→ PROBLEM STATEMENT: Write out each entry word for word.
[Opening DATASET EXCERPTS section]
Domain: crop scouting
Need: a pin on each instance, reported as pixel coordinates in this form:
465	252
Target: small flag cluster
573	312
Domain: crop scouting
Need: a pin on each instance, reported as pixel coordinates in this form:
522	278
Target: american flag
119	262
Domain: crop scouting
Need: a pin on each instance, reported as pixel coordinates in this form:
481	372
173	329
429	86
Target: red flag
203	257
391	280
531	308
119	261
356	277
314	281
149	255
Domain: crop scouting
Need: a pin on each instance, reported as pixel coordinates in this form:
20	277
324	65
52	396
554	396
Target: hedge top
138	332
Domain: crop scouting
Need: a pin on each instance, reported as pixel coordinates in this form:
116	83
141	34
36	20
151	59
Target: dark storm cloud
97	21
[Closing DATASET EXCERPTS section]
→ RESPONSE:
Domain: crop scouting
Need: a pin on each instance, reported as pixel coordinates in this form:
465	252
Target: small flag cluster
573	312
Domain: crop scouting
Need: a pin on each instance, reported as pixel coordinates in this form:
522	278
Target: american flag
119	262
Domain: crop scouting
Need: a pin on each instance, reported as pixel coordinates in this form:
481	372
173	329
429	86
Target: red flag
203	257
391	280
531	308
119	261
356	277
314	281
149	255
Domain: crop scouting
Need: a pin on each instance, reported as pixel coordinates in this form:
20	277
324	65
52	396
554	396
Target: hedge top
138	332
Domain: crop scouting
Need: a pin on each instance, reported as pixel coordinates in this form:
116	83
141	34
36	20
151	59
Target: dark storm cloud
97	21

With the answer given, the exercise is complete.